• _Task directions_:
Reproduce the entries below line for line, keeping every character unchanged.

[Source records start]

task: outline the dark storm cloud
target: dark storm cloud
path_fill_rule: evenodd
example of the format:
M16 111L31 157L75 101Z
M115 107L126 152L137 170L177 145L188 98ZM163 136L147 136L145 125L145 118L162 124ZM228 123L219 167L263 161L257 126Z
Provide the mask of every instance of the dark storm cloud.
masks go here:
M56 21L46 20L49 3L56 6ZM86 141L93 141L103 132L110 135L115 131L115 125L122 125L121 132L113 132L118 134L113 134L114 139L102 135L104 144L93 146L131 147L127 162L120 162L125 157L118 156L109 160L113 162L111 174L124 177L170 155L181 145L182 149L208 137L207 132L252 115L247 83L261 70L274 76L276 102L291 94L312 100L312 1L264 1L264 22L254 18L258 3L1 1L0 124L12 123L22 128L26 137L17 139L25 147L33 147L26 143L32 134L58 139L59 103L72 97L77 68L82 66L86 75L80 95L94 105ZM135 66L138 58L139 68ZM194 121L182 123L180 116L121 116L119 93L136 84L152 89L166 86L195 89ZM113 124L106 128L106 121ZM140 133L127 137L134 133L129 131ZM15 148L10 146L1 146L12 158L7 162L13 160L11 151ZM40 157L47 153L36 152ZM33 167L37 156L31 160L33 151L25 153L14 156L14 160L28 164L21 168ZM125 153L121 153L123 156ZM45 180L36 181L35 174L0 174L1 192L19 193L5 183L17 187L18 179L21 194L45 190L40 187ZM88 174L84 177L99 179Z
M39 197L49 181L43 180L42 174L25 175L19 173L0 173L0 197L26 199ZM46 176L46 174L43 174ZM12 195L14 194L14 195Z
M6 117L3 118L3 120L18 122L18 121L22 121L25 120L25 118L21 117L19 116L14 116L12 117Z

[Source records end]

• _Answer for the task_:
task: outline the dark storm cloud
target: dark storm cloud
path_fill_rule: evenodd
example of the format:
M16 111L31 157L75 101Z
M115 107L126 152L137 170L177 145L188 98ZM163 136L147 136L145 125L145 118L162 124ZM228 123L219 167L263 161L257 126Z
Provide the mask of every instance of the dark storm cloud.
masks go here:
M56 21L46 20L49 3L56 6ZM86 141L93 141L103 132L110 135L115 131L115 125L122 125L121 132L113 132L118 134L113 134L114 139L102 135L104 144L93 146L131 147L127 162L120 162L125 157L118 156L109 160L113 162L111 174L124 177L170 155L181 145L182 149L208 137L207 132L252 115L247 83L261 70L274 76L276 102L291 94L312 100L312 1L264 1L264 22L254 18L258 3L1 1L0 124L12 123L22 128L26 137L17 139L25 147L33 147L26 143L32 134L58 139L59 103L72 97L77 68L82 66L86 75L80 95L94 105ZM135 66L138 58L139 68ZM194 121L182 123L180 116L121 116L119 93L136 84L152 89L166 86L195 89ZM113 124L106 128L106 121ZM140 133L127 137L134 133L129 131ZM15 148L10 146L1 146L12 158L7 162L13 160L11 151ZM40 157L47 153L36 152ZM33 167L37 156L31 160L33 151L25 153L14 156L14 160L28 164L21 168ZM125 153L121 153L123 156ZM45 180L36 181L35 174L0 174L1 192L19 193L5 183L17 187L18 179L21 194L45 190L40 187ZM88 174L84 177L99 179Z
M39 197L49 181L43 180L42 174L25 175L19 173L0 173L0 197L26 199ZM46 176L46 174L43 174ZM12 195L14 194L14 195Z
M6 117L3 118L3 120L18 122L18 121L22 121L25 120L25 118L21 117L19 116L14 116L12 117Z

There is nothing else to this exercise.